- CONSIGNE 1 -
Dressez la liste de toutes les années distinctes citées dans l'extrait sur la sacristie du chapitre, en ne donnant chacune qu'une seule fois.

- EXTRAIT À LIRE -
***

La Sacristie du Chapitre

 

Dès l'automne 1447, Jacques Coeur avait exprimé son intention de faire construire au bénéfice du chapitre de la cathédrale un vestiaire et une bibliothèque.

 

(Archives départementales du Cher 8 G 150, f° 54 v°, délibération capitulaire du 15 novembre 1447, par laquelle les chanoines acceptent de montrer à Jacques Coeur des endroits aptes à la construction d'un vestiaire et d'une bibliothèque (revetarium et librariam)).

 

Le 10 mars 1448, le chapitre autorisa Jacques Coeur à faire démolir une chapelle donnant sur la maison du grand archidiaconé, sur le flanc nord de la cathédrale, pour y construire le vestiaire. Ce fut chose faite au début de l'été 1449, puisque le 14 juillet, Jacques Cœur demandait la concession du vieux vestiaire pour édifier une chapelle destinée à recevoir les sépultures familiales ; en agréant sa demande, les chanoines le remerciaient de leur avoir procuré un nouveau vestiaire et une bibliothèque ; à cette date, ils en avaient donc pris possession.

***

Entrées de pointage et d'étiquetage
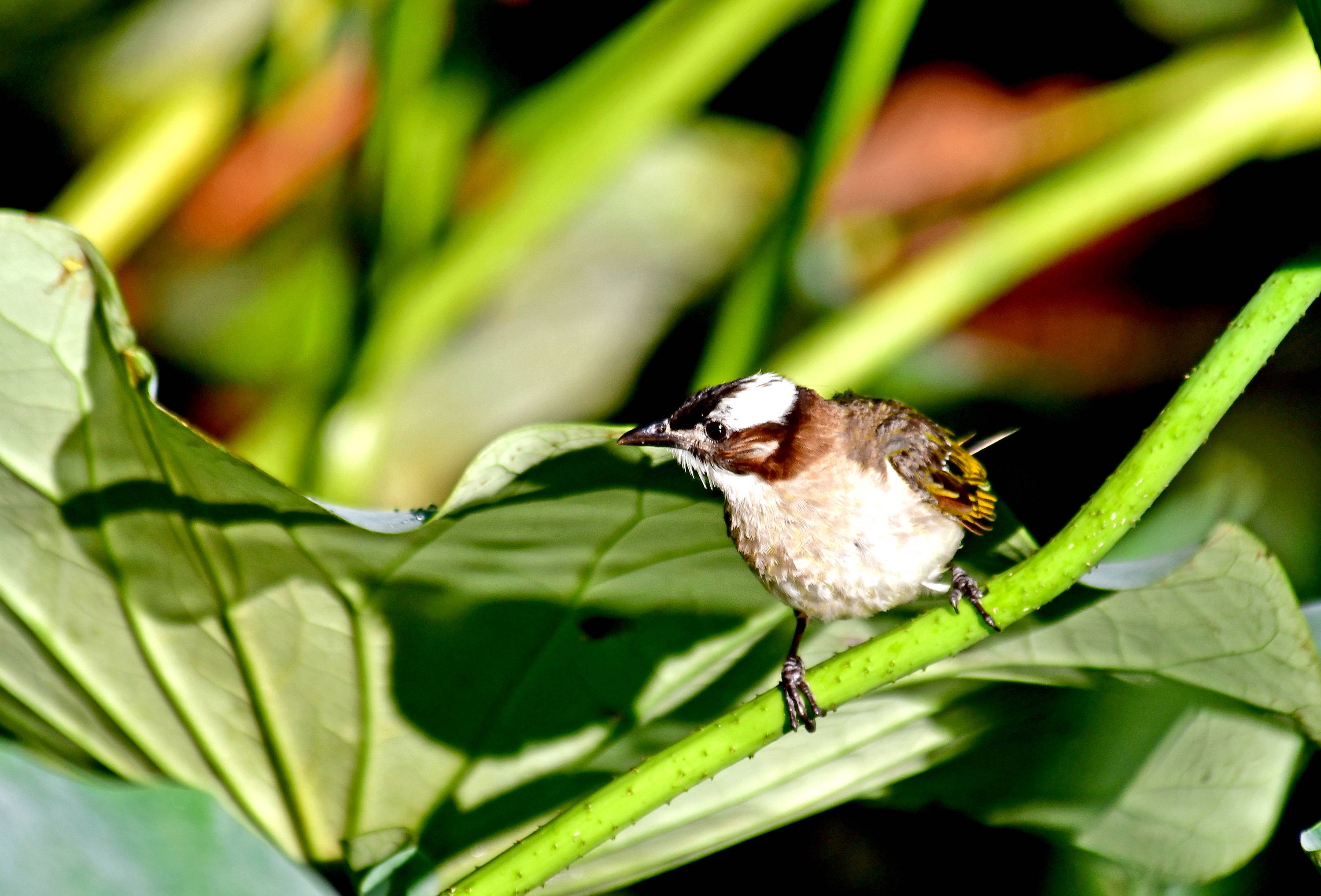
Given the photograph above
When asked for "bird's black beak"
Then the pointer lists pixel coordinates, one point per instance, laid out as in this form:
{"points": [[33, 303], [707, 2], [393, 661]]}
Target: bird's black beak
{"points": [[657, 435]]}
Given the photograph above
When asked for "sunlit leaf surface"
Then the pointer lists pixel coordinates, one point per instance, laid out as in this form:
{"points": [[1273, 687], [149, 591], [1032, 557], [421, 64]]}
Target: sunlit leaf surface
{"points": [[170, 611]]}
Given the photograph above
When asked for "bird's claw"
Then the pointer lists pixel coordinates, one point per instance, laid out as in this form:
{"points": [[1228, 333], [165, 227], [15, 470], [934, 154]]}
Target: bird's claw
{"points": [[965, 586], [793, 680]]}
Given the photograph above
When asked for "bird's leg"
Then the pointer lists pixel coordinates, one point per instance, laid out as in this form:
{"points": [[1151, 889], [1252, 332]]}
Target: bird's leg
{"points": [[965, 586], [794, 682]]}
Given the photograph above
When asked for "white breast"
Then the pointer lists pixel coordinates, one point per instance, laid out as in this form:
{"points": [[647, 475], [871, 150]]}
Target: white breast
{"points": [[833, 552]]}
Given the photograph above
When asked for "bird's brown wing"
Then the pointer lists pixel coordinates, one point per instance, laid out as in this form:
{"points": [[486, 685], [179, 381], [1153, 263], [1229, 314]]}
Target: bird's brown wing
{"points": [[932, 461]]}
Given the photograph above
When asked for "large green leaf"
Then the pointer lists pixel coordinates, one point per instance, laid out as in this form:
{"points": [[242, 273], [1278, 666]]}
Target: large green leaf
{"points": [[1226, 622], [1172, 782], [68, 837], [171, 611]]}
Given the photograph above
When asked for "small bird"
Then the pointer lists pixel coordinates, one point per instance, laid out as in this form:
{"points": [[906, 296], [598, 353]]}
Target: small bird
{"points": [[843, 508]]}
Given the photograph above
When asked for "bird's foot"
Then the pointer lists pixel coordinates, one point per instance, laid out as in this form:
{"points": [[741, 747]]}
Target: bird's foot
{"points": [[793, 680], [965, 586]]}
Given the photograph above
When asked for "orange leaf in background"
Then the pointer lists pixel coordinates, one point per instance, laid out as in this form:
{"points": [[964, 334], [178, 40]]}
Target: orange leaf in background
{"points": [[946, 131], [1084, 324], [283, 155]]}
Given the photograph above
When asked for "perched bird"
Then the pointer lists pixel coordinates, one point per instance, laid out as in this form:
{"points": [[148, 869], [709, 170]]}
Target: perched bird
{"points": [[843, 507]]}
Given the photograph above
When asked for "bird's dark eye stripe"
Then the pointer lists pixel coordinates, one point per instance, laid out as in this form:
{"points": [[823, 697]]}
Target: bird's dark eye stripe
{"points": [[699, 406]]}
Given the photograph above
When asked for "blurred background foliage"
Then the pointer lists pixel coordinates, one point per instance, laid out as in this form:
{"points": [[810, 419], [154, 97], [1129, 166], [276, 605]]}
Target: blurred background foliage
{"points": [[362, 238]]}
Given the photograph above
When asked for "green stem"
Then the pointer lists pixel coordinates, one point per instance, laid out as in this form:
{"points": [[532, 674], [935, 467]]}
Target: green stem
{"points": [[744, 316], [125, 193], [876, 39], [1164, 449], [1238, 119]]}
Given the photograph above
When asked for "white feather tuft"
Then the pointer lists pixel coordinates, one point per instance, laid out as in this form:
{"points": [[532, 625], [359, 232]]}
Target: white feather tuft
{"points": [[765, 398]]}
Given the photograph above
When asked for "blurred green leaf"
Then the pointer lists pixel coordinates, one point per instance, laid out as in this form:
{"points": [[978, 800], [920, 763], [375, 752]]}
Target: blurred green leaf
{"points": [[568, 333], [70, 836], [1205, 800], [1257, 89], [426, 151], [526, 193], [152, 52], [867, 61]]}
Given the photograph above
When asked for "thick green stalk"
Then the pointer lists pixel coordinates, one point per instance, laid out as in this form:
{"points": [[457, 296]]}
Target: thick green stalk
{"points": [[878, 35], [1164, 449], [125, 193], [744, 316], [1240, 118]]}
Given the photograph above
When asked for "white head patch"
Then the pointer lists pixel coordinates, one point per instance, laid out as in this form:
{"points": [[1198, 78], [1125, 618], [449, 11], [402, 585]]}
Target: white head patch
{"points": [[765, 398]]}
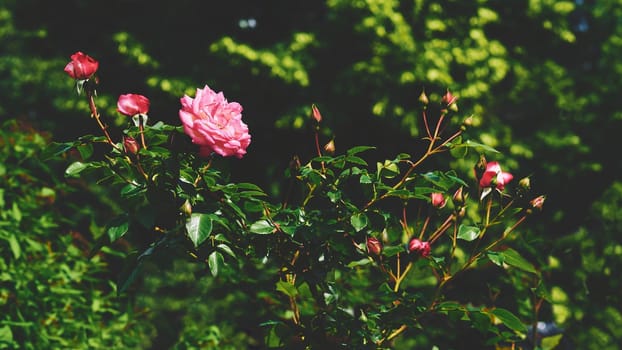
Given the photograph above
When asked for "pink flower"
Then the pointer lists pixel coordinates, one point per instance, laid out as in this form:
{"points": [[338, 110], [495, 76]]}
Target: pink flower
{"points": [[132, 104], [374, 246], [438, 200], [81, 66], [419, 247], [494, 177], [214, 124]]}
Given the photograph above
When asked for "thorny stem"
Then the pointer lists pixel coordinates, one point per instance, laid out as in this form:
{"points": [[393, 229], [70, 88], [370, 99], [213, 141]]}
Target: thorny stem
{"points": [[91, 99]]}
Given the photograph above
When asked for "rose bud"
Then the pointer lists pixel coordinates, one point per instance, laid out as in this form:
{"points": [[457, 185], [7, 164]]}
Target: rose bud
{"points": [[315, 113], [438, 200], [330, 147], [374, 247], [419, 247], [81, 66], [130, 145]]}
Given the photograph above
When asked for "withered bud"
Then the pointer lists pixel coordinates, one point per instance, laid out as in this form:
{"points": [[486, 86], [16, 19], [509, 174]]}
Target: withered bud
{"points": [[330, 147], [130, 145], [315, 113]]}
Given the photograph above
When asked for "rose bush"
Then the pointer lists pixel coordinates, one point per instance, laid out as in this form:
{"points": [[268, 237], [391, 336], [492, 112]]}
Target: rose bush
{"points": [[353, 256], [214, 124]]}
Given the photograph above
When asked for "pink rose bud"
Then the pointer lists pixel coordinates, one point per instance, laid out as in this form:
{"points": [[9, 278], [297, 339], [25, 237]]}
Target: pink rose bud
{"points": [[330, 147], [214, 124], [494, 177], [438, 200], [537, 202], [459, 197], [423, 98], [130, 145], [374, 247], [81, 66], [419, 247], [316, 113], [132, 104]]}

***

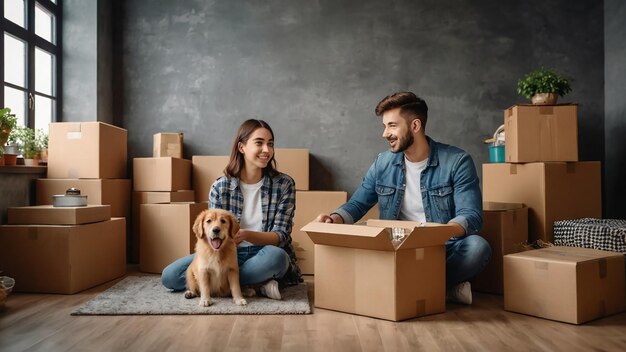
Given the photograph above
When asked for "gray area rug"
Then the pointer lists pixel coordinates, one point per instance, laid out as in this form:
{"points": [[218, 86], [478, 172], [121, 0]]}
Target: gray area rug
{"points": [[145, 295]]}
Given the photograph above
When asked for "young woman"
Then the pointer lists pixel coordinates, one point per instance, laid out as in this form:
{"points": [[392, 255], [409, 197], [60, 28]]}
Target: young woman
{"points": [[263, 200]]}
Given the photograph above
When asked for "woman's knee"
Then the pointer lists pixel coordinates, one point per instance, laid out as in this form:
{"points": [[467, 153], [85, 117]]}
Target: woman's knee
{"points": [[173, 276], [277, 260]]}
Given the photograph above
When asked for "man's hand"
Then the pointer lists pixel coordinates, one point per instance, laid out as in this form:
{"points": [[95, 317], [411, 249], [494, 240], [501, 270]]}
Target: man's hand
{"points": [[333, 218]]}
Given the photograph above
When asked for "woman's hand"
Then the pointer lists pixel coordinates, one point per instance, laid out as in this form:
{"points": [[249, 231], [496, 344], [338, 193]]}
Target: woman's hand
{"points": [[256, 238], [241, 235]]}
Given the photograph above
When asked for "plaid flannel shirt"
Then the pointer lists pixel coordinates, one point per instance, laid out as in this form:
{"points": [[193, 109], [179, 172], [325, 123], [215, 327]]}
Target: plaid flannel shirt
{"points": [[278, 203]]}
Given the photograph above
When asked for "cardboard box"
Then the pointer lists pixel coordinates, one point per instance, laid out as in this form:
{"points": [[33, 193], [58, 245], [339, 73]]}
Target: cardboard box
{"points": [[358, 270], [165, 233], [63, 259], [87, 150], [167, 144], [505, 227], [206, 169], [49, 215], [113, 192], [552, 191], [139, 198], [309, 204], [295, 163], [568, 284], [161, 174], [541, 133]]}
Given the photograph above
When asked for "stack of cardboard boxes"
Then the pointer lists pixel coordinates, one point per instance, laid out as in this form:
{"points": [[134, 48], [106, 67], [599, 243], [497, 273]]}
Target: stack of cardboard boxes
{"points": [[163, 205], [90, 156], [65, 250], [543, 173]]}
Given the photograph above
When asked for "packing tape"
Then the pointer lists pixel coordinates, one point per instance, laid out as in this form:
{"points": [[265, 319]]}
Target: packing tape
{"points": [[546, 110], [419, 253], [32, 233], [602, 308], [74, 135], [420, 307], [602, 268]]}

***

- CONSIGNE 2 -
Relevez chaque ligne des enregistrements qui contient la chaîne « black ».

- RÉPONSE ATTENDUE 1 -
1447, 1448, 1449

- RÉPONSE ATTENDUE 2 -
When asked for "bird's black beak"
Target: bird's black beak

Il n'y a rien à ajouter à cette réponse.